EXTRACT:
Skip to content

Guidance

Quentin Manfroi edited this page Dec 2, 2020 · 33 revisions

🔗 Contents

Here is a list of usual customization rules and tips or recommendations possible to use for your detectors configuration. It is not an exhaustive list but it should provide key features for most of the users. More detailed explanations on how it works are available on Templating.

Model

First, you need to understand that one metric can generate lots of different MTS (time series) and each one has its own set of datapoints (depending on the reporting interval of the metric).

MTS is simply a unique combination of a metric with its all available metadata attached. The most common metadata type is the dimensions and dimensions are central in the detectors configuration because their behavior could highly depend on these.

For example, filtering and aggregation will use dimensions as source to operate and the relevance of alerting on heartbeat detectors depend on these filtering and aggregation "rules".

Metadata available on metrics mainly come from the data source they come from. For example, every metrics from aws will all have some dimensions in common like aws_account_id.

This also determine how data are reported. If AWS do not report data if there is no "change" (i.e. no traffic on ELB), the SignalFx Smart Agent for example will always send its metrics at regular interval. In the same way, agent metrics are real time but cloud integrations add a delay to collect metrics.

So the data source and the metadata are crucial to create fine detectors in this repository but also very useful to use existing ones and configure them properly. Also, please add as many metadata as you can on your metrics, this will allow you to configure a fine grained monitoring using filtering and aggregation capabilities to adapt your detectors behavior for each goal.

Filtering

All modules implement a filtering strategy common to all their detectors based on metadata. The default behavior is to apply the tagging convention corresponding to the module and its source.

The "per environment" oriented filtering by default on a specific allows the user to import multiple times the module for as many env as he likes. If this convention can not be applied to some modules it must be explained in their README.md.

To use this convention you do not have anything to configure at the detector level but you will need to add dimensions to your metrics to match the detectors filters. For example, add the env dimension to your data source, using globalDimensions on the SignalFx Smart Agent or add it as tag on an AWS service.

However, this default convention could not fit your requirements and you can override it using filter_custom_includes and filter_custom_excludes variables and specify your own filtering policy (or nothing) so feel free to change that.

More information in the Templating filtering section.

Multiple instances

You can also use these variables to import multiple times the same module with different filtering policy to match different resources (i.e. import and filter per host, this will duplicate detector like the Nagios approach).

In general, we prefer to enjoy the "automatic discovery" capability (i.e. like Prometheus) but it could be useful to apply fine grained configuration of the detectors to different resources.

When importing multiple times the same module it is recommended to use the prefixes variables.

Here is an example which:

  • use the system module 2 times, one with higher threshold for a specific host and the other one with default threshold for all others hosts respecting the default tagging convention.

EXCERPTED RECORDS:
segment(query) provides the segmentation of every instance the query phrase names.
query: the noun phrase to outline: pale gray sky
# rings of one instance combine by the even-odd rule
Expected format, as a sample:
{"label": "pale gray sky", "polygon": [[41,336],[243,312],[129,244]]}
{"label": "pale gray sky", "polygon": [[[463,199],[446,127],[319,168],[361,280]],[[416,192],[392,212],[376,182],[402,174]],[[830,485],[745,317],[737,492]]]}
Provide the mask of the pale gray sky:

* * *

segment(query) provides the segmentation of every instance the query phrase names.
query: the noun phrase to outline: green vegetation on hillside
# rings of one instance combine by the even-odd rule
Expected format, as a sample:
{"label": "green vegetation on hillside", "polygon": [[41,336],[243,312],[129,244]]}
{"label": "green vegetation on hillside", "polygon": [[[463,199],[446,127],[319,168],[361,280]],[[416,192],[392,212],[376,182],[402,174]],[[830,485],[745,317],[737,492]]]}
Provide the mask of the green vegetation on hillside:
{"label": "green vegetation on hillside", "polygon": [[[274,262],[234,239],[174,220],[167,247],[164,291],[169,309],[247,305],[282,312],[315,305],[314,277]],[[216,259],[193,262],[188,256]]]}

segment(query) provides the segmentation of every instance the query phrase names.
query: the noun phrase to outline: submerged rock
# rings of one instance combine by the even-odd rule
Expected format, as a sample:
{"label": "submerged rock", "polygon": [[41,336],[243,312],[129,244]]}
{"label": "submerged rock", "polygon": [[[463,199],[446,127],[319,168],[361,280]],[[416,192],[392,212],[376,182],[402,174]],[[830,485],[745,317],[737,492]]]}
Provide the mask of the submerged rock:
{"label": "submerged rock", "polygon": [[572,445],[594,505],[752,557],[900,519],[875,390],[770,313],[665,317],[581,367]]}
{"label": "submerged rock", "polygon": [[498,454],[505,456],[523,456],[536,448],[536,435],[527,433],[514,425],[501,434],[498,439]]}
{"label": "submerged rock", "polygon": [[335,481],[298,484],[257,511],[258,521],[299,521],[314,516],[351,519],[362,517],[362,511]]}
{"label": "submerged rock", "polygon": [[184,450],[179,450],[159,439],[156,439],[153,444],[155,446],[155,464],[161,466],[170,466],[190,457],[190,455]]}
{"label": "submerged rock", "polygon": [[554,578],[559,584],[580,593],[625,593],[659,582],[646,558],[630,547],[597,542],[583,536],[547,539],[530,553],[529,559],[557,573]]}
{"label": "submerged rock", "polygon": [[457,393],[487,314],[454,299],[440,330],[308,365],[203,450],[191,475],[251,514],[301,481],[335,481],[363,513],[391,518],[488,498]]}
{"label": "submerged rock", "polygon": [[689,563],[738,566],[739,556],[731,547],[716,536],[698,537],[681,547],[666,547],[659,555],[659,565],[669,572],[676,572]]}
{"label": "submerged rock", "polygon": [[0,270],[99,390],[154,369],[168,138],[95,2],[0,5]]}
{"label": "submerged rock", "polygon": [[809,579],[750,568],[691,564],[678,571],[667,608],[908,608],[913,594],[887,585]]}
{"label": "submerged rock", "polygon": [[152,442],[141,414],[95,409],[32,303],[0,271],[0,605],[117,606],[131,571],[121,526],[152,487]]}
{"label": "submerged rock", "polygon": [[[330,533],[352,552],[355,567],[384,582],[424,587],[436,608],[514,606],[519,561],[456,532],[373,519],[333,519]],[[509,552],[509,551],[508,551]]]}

==

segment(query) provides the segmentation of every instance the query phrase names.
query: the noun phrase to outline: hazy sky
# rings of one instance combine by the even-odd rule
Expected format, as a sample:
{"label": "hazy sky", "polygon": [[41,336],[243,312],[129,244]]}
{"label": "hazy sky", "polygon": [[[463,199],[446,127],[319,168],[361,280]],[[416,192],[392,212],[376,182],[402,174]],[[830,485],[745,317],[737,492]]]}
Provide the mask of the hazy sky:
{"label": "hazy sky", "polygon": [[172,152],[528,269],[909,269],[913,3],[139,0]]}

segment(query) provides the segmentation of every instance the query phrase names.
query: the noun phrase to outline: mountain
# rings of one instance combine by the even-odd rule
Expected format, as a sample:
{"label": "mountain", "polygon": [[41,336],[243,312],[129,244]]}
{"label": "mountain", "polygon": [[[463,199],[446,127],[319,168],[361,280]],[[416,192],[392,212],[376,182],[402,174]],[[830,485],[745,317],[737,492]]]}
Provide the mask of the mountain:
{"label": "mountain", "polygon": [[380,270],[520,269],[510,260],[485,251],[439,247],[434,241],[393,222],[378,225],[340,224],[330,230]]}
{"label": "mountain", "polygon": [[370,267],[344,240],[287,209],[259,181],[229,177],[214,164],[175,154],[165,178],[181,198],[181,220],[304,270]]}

PROBLEM SET:
**A.** According to the guidance page, what is the most common metadata type?
**B.** Quote the guidance page starting with the words "More information in" and ending after "the Nagios approach).".
The data that comes after the guidance page is unrelated to any of the work here.

ANSWERS FOR THE EXERCISE:
**A.** Dimensions.

**B.**
More information in the Templating filtering section.

Multiple instances

You can also use these variables to import multiple times the same module with different filtering policy to match different resources (i.e. import and filter per host, this will duplicate detector like the Nagios approach).